■ EXERCISE MATERIAL:
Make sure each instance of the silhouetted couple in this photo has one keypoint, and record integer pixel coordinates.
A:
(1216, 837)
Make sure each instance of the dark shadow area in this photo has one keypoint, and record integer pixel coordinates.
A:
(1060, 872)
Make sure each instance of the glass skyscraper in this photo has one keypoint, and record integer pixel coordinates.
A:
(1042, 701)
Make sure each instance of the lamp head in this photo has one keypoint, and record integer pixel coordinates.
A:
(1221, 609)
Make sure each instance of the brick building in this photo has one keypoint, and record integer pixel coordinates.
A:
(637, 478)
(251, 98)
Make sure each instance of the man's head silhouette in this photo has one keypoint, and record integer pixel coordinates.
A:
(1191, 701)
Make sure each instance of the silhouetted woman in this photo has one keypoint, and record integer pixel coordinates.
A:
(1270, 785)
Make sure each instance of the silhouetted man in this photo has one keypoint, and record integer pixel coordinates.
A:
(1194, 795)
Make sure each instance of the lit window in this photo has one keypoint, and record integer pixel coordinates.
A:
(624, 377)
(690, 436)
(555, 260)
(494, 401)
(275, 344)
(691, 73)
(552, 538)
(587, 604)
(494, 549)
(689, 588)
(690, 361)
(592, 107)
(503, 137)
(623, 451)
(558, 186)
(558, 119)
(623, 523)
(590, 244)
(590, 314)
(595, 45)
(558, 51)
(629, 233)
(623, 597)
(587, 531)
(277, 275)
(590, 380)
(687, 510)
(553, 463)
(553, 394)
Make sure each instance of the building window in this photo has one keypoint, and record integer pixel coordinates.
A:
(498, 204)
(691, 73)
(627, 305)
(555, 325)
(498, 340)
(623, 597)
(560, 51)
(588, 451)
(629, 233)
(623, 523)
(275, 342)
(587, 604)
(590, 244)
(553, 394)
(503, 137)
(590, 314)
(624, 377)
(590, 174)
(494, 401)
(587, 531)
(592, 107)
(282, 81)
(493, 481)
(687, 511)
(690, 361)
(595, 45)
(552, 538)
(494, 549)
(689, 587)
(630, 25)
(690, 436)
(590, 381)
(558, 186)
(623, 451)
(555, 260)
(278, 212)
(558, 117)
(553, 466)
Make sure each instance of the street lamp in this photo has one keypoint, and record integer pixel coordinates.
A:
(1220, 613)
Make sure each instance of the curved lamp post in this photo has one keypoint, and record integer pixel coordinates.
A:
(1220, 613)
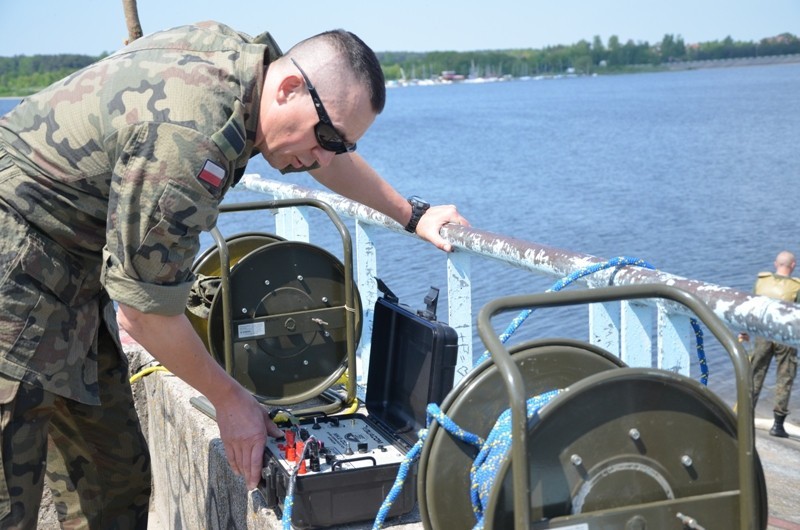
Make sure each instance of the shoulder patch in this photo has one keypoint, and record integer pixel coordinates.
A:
(212, 174)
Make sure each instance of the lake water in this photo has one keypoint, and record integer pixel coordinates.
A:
(695, 172)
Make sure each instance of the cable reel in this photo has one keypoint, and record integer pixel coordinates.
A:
(619, 447)
(290, 327)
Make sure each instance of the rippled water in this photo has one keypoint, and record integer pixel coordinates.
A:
(693, 171)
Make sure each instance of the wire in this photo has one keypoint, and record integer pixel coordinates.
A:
(135, 377)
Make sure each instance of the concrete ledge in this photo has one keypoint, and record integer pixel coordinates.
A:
(193, 486)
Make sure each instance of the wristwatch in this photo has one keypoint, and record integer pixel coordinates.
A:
(418, 208)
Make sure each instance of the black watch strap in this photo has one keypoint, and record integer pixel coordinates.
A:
(418, 208)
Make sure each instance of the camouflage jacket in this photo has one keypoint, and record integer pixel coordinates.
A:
(107, 179)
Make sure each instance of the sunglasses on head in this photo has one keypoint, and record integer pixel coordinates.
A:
(327, 136)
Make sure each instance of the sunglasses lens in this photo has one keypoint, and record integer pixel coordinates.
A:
(330, 140)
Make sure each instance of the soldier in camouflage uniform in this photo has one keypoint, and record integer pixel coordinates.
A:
(107, 178)
(779, 285)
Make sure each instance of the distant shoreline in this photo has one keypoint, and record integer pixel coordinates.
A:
(665, 67)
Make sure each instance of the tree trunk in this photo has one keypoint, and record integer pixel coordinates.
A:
(132, 20)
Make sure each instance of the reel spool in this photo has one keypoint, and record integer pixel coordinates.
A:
(443, 488)
(619, 448)
(289, 315)
(209, 264)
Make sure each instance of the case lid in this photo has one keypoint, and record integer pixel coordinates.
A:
(412, 363)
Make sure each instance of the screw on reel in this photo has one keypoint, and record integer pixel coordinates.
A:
(284, 317)
(617, 446)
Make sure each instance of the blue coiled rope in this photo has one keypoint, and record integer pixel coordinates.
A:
(494, 452)
(619, 261)
(495, 449)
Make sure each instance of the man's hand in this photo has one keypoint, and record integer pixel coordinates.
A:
(243, 426)
(434, 219)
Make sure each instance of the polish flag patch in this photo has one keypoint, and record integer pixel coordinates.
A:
(212, 174)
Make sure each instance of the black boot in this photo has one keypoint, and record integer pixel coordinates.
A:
(777, 427)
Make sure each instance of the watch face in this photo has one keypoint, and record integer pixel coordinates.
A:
(416, 202)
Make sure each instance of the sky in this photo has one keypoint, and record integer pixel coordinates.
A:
(91, 27)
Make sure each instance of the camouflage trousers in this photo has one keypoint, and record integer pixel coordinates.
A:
(96, 457)
(786, 358)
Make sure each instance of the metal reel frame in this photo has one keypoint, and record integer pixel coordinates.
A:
(336, 402)
(475, 404)
(748, 504)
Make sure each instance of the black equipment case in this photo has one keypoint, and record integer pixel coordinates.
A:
(354, 458)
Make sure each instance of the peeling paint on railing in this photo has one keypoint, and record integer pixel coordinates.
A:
(757, 315)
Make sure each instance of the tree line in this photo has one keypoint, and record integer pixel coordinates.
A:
(21, 75)
(583, 57)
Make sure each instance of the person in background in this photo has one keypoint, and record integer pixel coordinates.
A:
(782, 286)
(107, 179)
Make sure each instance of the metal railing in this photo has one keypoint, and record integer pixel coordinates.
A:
(623, 328)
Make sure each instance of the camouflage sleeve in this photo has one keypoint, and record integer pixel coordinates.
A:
(165, 190)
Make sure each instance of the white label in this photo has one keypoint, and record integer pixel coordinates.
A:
(254, 329)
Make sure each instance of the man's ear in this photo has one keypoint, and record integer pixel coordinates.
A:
(291, 85)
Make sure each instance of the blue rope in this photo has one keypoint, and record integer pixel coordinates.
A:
(494, 452)
(620, 261)
(433, 413)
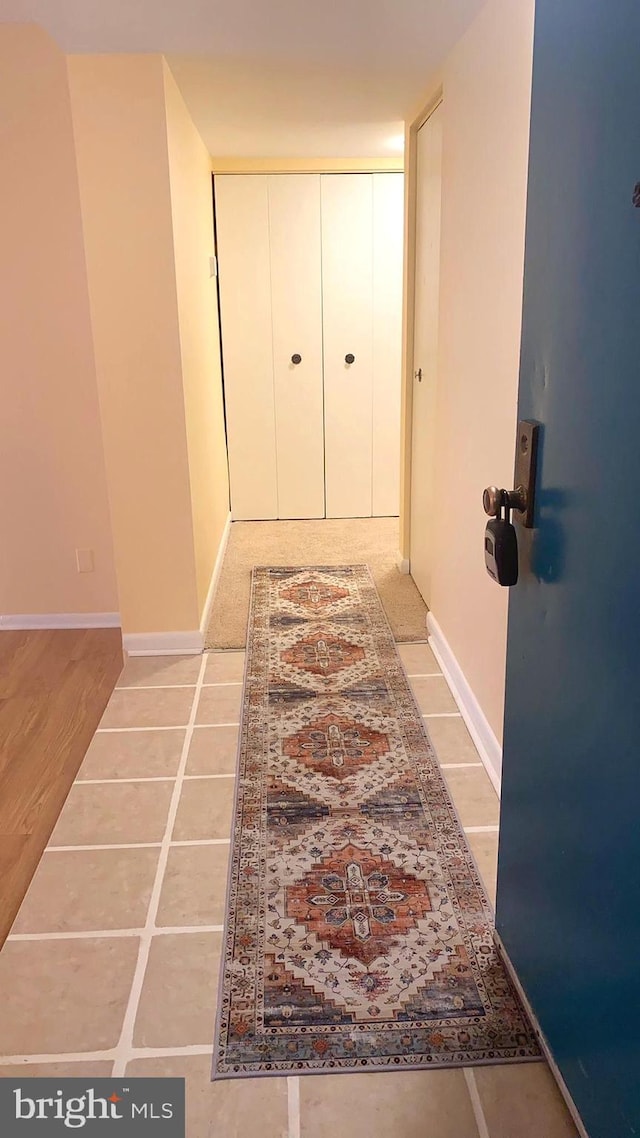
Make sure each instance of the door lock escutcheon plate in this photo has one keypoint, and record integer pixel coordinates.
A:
(523, 497)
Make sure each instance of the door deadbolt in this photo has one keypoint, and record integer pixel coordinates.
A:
(500, 538)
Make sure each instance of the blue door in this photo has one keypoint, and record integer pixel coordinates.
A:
(568, 890)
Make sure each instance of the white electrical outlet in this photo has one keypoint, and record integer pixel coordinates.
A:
(84, 560)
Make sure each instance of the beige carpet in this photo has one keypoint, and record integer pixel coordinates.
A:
(331, 542)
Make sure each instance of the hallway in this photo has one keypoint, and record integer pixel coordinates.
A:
(112, 963)
(328, 541)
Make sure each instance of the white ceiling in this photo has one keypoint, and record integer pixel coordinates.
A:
(276, 77)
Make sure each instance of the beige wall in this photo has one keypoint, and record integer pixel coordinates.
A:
(486, 85)
(305, 165)
(52, 485)
(189, 167)
(120, 123)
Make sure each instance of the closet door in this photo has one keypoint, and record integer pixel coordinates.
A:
(241, 207)
(388, 227)
(347, 263)
(296, 295)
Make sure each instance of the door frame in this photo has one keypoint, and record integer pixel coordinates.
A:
(408, 320)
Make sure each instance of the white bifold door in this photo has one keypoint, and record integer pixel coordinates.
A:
(311, 310)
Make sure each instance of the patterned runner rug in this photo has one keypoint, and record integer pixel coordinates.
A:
(358, 931)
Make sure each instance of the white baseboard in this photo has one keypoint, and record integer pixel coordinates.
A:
(478, 726)
(541, 1038)
(40, 620)
(187, 643)
(215, 576)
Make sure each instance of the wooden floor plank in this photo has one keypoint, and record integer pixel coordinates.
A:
(54, 687)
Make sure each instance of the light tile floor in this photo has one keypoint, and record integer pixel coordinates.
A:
(112, 964)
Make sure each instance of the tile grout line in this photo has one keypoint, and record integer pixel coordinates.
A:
(103, 846)
(458, 766)
(106, 933)
(173, 687)
(109, 782)
(136, 846)
(174, 726)
(137, 1053)
(476, 1103)
(125, 1042)
(293, 1105)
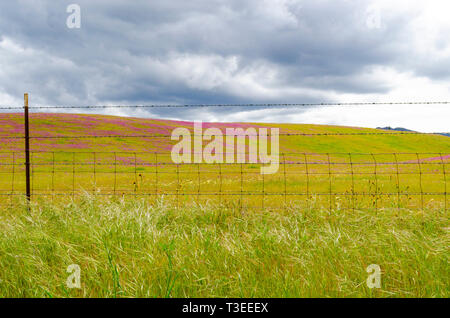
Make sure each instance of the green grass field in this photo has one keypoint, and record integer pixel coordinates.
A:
(140, 226)
(127, 248)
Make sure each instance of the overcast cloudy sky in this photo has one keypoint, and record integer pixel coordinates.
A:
(218, 51)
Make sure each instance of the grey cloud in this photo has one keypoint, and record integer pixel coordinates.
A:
(133, 52)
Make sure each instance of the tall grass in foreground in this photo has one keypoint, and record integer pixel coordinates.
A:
(126, 248)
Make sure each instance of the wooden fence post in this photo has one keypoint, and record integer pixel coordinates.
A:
(27, 149)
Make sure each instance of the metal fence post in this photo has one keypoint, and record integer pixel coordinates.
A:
(27, 149)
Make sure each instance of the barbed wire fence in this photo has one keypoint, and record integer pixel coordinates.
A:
(335, 180)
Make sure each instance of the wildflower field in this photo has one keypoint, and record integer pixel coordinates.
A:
(138, 225)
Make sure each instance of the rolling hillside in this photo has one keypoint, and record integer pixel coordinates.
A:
(48, 125)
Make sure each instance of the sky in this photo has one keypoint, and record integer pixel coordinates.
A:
(233, 52)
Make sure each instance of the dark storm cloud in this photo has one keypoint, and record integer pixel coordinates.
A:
(132, 52)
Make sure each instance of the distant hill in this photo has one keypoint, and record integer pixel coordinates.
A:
(404, 129)
(297, 138)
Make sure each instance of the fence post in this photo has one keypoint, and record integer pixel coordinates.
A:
(27, 148)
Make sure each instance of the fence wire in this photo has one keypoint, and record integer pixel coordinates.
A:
(336, 181)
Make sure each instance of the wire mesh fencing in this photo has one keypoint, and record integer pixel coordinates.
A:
(333, 181)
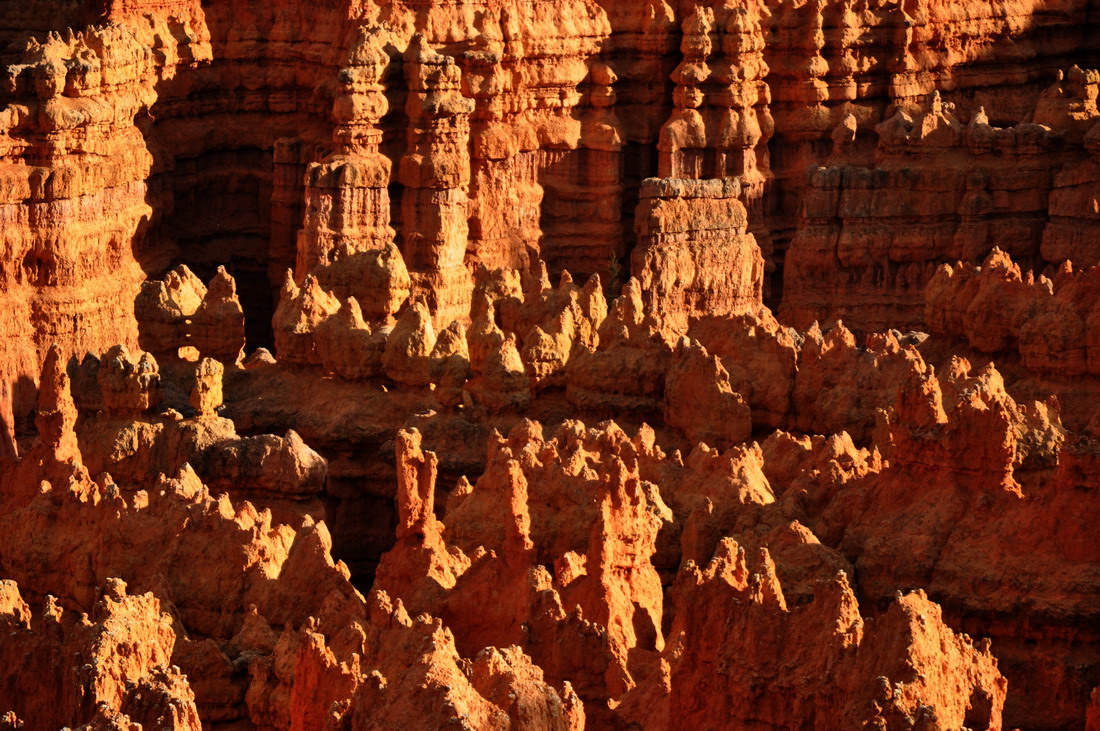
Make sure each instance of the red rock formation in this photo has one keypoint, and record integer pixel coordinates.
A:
(370, 197)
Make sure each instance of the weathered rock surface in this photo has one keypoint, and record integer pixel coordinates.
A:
(549, 364)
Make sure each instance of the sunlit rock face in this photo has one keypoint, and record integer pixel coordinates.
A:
(549, 364)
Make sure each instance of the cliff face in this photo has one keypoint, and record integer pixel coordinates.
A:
(549, 364)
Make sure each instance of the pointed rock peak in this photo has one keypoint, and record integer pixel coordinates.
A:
(54, 384)
(222, 287)
(416, 485)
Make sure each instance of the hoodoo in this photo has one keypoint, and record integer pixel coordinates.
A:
(549, 364)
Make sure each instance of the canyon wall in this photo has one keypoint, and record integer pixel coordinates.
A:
(549, 364)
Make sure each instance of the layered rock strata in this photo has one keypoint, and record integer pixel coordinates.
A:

■ SET EXERCISE:
Please copy the listing word for word from its first line through the line that contains "(1060, 872)", including both ends.

■ SOLUTION TO THIS TASK:
Make sure each instance of the silhouetted couple in this photo has one keypoint, and record integer pixel coordinates.
A:
(1216, 837)
Make sure each instance of the dark shadow area in this photo has one keypoint, and record integer pixel coordinates.
A:
(1060, 872)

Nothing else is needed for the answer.